▶ **Excerpt provided**:

+++

Background: Lifestyle interventions show a long lasting weight reduction in only 1020% of obese children and adolescents. Leptin as one major player within the central regulation of food intake and energy expenditure is most likely to mediate the endogenous drive for weight regain.
Objective and hypotheses: To estimate weight regain after weight loss and the role of leptin in regain.
Method: We included 153 obese children/adolescents (14±1.9 years; 53% female; BMI 31±4.0 kg/m2) into a multiprofessional lifestyle intervention program. After 3 months weight loss (timepoint T3 to T0) 137 children who lost at least −0.2 BMISDS were randomized (T0) into a control group (n=71) without further intervention and into a life style intervention group (n=64). After 12 months (T12; n=126) and 18 months (T18; n=109) the study cohort was re-evaluated.
Results: At T12 and T18, the BMISDS is significantly higher in the control group in relation to the intervention group (T12: 2.40 vs 2.20, P=0.003; and T18: 2.46 vs 2.30, P=0.045), demonstrating the positive effect of further intervention on weight maintenance. Leptin is significantly correlated to BMISDS (r>0.45; P<0.001) and even stronger to % body fat (r>0.59; P<0.001) at all study dates and furthermore Leptin at T0 to BMISDS (r=0.43; P<0.001) and % body fat (r=0.63; P<0.001) at T18.

+++

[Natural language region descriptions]
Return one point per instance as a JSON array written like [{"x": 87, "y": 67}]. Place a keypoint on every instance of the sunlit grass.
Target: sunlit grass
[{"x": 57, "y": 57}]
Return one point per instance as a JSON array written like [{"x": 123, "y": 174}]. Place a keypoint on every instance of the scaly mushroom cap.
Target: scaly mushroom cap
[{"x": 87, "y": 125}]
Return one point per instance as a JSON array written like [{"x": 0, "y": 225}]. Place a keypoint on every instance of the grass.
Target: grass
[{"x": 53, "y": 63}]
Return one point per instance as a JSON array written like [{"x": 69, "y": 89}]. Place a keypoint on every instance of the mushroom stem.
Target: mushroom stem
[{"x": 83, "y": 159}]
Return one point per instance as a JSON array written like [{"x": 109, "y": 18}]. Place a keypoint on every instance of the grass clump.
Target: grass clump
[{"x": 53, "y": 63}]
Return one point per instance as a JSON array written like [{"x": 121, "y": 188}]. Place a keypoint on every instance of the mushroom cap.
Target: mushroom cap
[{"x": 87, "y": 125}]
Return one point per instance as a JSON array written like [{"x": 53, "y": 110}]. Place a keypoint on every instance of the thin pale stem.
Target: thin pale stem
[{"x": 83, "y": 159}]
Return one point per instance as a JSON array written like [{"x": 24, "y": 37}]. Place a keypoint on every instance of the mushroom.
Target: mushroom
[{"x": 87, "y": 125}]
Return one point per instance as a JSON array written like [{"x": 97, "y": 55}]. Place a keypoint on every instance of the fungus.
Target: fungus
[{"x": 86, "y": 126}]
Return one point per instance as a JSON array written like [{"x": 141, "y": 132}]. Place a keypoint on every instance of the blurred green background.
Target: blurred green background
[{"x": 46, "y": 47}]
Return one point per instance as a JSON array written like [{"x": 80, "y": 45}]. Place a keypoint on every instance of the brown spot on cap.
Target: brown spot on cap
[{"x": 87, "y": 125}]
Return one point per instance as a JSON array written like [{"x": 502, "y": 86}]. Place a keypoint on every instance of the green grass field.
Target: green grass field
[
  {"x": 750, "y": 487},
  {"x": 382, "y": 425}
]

+++

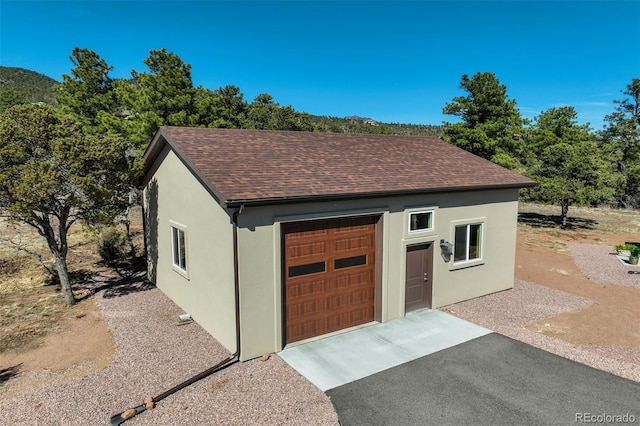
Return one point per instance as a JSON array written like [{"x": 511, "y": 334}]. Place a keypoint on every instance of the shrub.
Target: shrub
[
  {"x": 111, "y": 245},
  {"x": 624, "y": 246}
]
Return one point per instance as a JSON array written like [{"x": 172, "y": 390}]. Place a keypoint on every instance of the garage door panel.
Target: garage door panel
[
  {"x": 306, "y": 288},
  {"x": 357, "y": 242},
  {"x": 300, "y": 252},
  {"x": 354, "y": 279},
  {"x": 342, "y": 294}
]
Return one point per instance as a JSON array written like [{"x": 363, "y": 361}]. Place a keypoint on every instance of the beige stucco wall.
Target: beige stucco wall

+++

▶ **Problems to solve**:
[1] List the section headings of the abstract on weight regain in obese children and adolescents.
[2] Duplicate the passage of the abstract that starts at the words "Method: We included" and stops after "cohort was re-evaluated.".

▶ **Set of answers**:
[1]
Background
Objective and hypotheses
Method
Results

[2]
Method: We included 153 obese children/adolescents (14±1.9 years; 53% female; BMI 31±4.0 kg/m2) into a multiprofessional lifestyle intervention program. After 3 months weight loss (timepoint T3 to T0) 137 children who lost at least −0.2 BMISDS were randomized (T0) into a control group (n=71) without further intervention and into a life style intervention group (n=64). After 12 months (T12; n=126) and 18 months (T18; n=109) the study cohort was re-evaluated.